Reproduce every line of the records below, requests included, and rescale each coordinate in the answers by multiplying it by 2.5 and rounding to a whole number, with halves rounded up. Keep the coordinates in the requests and their format samples as they are.

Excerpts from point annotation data
○ ○ ○ ○ ○ ○ ○
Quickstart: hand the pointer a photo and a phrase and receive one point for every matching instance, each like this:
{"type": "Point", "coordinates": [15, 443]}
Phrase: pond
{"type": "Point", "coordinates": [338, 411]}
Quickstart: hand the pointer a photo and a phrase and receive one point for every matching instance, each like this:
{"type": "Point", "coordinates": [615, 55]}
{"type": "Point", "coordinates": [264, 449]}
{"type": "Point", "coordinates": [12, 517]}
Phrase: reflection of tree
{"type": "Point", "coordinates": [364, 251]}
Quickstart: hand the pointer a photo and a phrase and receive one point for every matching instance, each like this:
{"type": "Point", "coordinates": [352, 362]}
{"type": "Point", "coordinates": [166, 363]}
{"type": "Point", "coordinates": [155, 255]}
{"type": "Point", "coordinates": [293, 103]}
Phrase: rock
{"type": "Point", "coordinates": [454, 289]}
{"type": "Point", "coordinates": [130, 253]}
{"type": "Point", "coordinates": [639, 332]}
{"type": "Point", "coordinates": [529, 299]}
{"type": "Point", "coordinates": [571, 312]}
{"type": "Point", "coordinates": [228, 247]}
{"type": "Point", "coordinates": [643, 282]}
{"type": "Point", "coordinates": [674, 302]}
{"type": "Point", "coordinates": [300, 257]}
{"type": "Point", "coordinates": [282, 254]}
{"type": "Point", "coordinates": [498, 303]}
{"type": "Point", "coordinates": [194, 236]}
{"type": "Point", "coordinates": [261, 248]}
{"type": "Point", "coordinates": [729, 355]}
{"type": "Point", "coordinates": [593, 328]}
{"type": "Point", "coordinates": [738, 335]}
○ ○ ○ ○ ○ ○ ○
• _Task solution_:
Quickstart: hand the pointer a photo and a phrase and receive one point for every matching instance, each like this:
{"type": "Point", "coordinates": [15, 443]}
Phrase: pond
{"type": "Point", "coordinates": [845, 1028]}
Quickstart: hand the pointer a photo and a phrase and receive one point for every matching instance, each like this:
{"type": "Point", "coordinates": [615, 55]}
{"type": "Point", "coordinates": [264, 449]}
{"type": "Point", "coordinates": [12, 517]}
Phrase: reflection of tree
{"type": "Point", "coordinates": [910, 628]}
Quickstart: hand the pointer a photo and a phrase and receive one point for every matching instance, each like this:
{"type": "Point", "coordinates": [352, 362]}
{"type": "Point", "coordinates": [166, 363]}
{"type": "Point", "coordinates": [155, 255]}
{"type": "Point", "coordinates": [293, 103]}
Phrase: rock
{"type": "Point", "coordinates": [1135, 723]}
{"type": "Point", "coordinates": [325, 633]}
{"type": "Point", "coordinates": [1598, 830]}
{"type": "Point", "coordinates": [1323, 748]}
{"type": "Point", "coordinates": [1428, 780]}
{"type": "Point", "coordinates": [570, 618]}
{"type": "Point", "coordinates": [1608, 705]}
{"type": "Point", "coordinates": [1685, 755]}
{"type": "Point", "coordinates": [750, 643]}
{"type": "Point", "coordinates": [705, 635]}
{"type": "Point", "coordinates": [1245, 758]}
{"type": "Point", "coordinates": [485, 590]}
{"type": "Point", "coordinates": [653, 620]}
{"type": "Point", "coordinates": [1823, 888]}
{"type": "Point", "coordinates": [1483, 820]}
{"type": "Point", "coordinates": [1845, 838]}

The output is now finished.